## Aim of the exercise
Quote exactly the lines running from the line with "Identify the scattered" to the end of the entries, including both, and nothing else.

## Data entries
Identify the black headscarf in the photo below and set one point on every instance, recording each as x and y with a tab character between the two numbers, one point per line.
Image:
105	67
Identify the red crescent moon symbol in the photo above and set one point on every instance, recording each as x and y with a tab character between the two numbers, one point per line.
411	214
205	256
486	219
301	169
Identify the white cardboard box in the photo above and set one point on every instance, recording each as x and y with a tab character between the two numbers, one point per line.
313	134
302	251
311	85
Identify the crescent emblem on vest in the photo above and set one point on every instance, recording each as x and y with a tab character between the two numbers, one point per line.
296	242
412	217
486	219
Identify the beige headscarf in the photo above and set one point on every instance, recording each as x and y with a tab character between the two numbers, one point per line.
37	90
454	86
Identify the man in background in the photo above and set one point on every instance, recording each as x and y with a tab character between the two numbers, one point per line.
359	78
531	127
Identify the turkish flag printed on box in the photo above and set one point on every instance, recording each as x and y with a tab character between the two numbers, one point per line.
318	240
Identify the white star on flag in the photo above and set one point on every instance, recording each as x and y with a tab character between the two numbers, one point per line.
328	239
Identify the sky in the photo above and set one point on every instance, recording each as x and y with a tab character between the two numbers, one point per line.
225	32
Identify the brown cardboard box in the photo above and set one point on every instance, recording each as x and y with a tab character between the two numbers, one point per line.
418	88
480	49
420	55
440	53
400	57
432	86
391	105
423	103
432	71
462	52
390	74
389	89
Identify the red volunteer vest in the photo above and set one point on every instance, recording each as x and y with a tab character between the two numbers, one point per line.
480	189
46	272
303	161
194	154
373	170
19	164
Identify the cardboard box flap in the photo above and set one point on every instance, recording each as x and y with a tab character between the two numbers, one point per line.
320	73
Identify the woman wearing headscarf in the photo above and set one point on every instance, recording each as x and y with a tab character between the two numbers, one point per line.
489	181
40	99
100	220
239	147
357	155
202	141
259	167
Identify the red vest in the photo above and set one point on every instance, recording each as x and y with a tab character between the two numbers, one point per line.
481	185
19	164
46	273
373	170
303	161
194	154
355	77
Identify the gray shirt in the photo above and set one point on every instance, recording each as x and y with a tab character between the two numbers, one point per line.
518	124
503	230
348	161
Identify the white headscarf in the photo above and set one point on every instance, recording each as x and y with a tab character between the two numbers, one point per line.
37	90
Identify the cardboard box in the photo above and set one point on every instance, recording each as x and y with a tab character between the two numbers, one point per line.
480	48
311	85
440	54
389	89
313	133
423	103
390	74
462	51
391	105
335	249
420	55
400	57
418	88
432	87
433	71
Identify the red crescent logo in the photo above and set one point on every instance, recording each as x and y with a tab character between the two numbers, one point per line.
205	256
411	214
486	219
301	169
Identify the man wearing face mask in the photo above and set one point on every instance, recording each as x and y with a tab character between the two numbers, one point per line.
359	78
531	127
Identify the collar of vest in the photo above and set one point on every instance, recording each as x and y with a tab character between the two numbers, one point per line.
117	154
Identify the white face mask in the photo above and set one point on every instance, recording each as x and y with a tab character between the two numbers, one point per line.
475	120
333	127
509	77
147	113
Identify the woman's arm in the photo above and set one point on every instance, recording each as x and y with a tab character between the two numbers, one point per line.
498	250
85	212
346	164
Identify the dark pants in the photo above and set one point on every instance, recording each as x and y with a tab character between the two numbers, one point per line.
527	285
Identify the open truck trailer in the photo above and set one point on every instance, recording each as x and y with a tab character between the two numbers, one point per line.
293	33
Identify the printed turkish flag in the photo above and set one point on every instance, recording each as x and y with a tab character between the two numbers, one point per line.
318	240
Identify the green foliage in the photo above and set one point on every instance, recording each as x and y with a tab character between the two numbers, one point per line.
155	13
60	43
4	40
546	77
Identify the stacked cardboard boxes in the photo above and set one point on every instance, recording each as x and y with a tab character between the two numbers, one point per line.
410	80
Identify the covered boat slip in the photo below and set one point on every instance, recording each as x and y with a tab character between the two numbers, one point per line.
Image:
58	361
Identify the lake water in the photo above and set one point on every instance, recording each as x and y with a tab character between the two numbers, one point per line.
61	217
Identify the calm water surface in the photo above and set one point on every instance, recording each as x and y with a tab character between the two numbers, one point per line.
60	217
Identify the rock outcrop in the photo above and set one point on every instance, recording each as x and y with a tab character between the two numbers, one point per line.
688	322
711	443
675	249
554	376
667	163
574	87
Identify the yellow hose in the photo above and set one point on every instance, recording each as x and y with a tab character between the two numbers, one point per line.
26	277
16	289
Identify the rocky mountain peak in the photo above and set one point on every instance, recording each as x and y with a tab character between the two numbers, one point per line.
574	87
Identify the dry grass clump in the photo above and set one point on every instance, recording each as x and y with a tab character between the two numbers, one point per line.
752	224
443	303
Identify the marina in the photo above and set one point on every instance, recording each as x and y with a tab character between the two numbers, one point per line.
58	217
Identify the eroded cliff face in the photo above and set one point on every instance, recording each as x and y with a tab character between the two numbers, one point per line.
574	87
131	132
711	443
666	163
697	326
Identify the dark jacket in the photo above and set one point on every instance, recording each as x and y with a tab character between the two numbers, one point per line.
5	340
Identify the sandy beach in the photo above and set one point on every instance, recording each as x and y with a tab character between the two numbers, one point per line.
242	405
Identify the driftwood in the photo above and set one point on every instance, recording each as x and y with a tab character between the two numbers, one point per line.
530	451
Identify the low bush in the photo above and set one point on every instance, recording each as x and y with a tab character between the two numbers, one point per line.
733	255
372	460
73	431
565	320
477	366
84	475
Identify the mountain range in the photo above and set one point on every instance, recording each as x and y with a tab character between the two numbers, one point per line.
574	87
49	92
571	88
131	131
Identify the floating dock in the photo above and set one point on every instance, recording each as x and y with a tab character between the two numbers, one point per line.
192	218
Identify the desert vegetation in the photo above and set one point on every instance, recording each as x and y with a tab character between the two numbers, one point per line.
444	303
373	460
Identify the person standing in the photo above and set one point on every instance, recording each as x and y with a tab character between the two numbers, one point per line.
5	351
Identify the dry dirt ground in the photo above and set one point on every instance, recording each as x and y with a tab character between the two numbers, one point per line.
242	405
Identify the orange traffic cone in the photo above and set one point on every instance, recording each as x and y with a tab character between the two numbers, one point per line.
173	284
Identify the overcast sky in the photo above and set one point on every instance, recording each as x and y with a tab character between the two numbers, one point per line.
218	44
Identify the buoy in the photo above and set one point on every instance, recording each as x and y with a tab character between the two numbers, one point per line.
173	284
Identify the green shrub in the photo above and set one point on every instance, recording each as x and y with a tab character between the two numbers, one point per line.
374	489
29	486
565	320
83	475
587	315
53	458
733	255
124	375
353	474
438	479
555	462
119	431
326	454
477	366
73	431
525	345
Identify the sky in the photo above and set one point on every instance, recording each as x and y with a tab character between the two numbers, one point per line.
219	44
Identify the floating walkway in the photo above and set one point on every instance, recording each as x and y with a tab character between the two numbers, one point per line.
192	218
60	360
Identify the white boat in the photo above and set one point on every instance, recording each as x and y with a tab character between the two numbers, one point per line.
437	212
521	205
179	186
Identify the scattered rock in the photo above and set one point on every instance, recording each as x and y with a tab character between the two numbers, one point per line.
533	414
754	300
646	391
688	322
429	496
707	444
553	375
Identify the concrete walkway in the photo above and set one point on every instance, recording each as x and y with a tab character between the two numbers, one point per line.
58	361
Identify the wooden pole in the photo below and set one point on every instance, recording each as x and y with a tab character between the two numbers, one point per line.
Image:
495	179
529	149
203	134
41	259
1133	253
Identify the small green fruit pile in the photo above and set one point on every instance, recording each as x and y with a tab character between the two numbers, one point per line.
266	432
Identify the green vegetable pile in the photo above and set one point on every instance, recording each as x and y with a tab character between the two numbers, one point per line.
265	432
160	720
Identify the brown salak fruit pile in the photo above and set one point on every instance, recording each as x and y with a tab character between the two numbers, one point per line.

## In response
Identify the scattered rock in the photo above and set one point on every instance, recording each as x and y with a tab character between the two numbers, one point per line.
533	414
754	300
646	391
688	322
429	496
707	444
553	375
Identify the concrete walkway in the photo above and set one point on every instance, recording each as x and y with a tab character between the two numbers, one point per line.
58	361
Identify the wooden pole in the photo below and set one point on every instance, recording each as x and y with a tab character between the two numbers, one point per line.
Image:
495	179
529	149
203	134
41	259
1133	253
Identify the small green fruit pile in the photo above and set one point on every instance, recording each as x and y with a tab character between the two numbers, one point per line.
266	432
Identify the green vegetable pile in the photo above and set one point on every instance, recording each as x and y with a tab character between the two numbers, one point per line.
265	432
160	720
Identify the brown salak fruit pile in the photo above and set one point on every instance, recording each as x and y with a tab character between the two numbers, one point per line.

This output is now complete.